SpamAssassin operates by applying a number of heuristic tests to messages, and then scoring the message. More factors are taken into consideration by using a battery of tests to produce more accurate results than an all-or-nothing keyword filter can provide. Consider, for example, if anything containing the word "viagra" were rejected as spam, much Viagra(tm)-related spam would be discarded, but you would also miss the joke forwarded by your buddy or the polite request from your wife. Configurable thresholds allow an administrator or user to decide how aggressive to be when deciding whether or not a message is spam.

The more tests SpamAssassin uses, the higher the scores will be for spam, so the higher the thresholds can be set and the more accurate filtering will be. Razor2, DCC, and Pyzor are external tests which are highly recommended. All three work by computing checksums of messages which have been recognized as spam and comparing those to databases on the Internet. DCC uses a fuzzy checksum to detect spam, especially messages where spammers have added random characters to parts of the message in an attempt to fool the other systems. If possible, register and send checksums of spam not caught by these system back to network; they operate as community efforts, so your contributions help.

- Provided material -
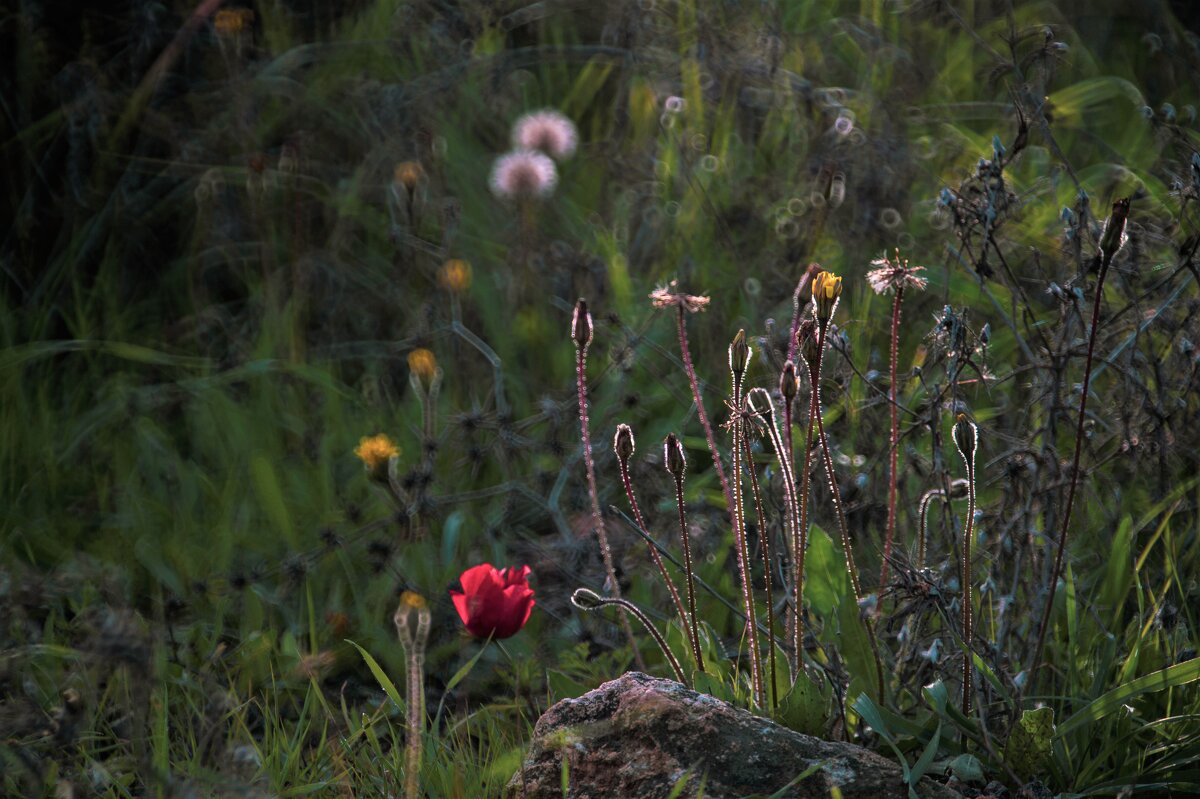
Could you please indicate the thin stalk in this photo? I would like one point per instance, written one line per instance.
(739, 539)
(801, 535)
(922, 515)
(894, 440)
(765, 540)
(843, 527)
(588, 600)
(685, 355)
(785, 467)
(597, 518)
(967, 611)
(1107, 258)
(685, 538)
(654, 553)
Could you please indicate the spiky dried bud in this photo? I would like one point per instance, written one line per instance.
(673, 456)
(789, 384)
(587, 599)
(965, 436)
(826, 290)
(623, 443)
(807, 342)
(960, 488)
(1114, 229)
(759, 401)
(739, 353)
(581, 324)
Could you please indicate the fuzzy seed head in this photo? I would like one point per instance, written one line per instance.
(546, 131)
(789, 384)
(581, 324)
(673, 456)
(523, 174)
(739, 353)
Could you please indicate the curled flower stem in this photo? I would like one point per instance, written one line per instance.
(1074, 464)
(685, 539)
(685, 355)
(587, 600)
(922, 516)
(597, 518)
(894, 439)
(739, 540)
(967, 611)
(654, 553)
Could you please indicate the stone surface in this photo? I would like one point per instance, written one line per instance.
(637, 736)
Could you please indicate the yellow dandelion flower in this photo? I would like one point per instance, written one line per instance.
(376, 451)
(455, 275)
--
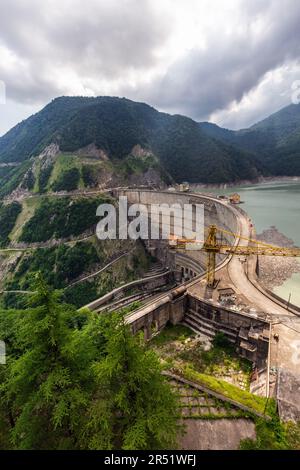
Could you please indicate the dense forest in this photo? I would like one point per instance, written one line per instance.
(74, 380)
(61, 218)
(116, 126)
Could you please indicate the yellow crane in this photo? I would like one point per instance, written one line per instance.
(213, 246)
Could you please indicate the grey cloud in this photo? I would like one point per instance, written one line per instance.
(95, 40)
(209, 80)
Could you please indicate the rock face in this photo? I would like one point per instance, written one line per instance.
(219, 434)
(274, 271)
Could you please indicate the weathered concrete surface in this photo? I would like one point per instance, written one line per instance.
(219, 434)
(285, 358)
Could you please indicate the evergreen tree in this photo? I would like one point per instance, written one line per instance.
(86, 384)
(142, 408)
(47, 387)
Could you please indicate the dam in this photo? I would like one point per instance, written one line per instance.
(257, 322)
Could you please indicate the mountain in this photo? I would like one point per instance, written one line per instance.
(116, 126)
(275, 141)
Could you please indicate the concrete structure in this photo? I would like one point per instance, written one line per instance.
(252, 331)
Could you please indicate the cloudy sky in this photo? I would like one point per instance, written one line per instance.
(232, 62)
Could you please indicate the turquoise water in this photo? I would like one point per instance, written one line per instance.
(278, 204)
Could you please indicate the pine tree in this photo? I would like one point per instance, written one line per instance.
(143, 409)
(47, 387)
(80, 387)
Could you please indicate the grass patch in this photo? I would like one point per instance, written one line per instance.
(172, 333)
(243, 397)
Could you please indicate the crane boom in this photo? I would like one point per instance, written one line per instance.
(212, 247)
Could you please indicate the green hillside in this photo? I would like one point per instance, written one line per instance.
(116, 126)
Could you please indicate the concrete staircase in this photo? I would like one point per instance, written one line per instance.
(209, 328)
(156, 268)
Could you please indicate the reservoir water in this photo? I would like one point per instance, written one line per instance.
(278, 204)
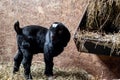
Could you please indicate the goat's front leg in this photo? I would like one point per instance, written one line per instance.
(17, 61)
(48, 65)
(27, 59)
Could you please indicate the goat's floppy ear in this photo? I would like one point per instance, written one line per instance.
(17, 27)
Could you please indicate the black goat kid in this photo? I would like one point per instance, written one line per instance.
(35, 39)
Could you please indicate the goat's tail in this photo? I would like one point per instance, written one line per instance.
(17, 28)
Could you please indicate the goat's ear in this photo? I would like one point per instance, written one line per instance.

- What to do -
Resume the passage about how SpamAssassin scores spam, picking up after its final sentence.

- Answer space -
SpamAssassin will also use DNS real-time black-hole lists (DNSRBLs) and right-hand-side black-hole list (RHSBLs). It assigns different scores based on the reputation or focus of the RBL, and as a result is safer than using the lists directly through your MTA; for example, instead of simply blocking all messages originating at from a dial-up address, the RBL simply adds to the score, so if the message is otherwise not spam-like, it will be allowed through. (I have seen desperate small ISPs block mail entirely from addresses owned by particular national IPSs, which is a very bad practice, since it alienates sizable portions of the Internet.) SpamAssassin is also able to apply the RBL tests to all hosts through which the message has passed, which is more effective than only applying it to the SMTP peer, as an MTA usually does.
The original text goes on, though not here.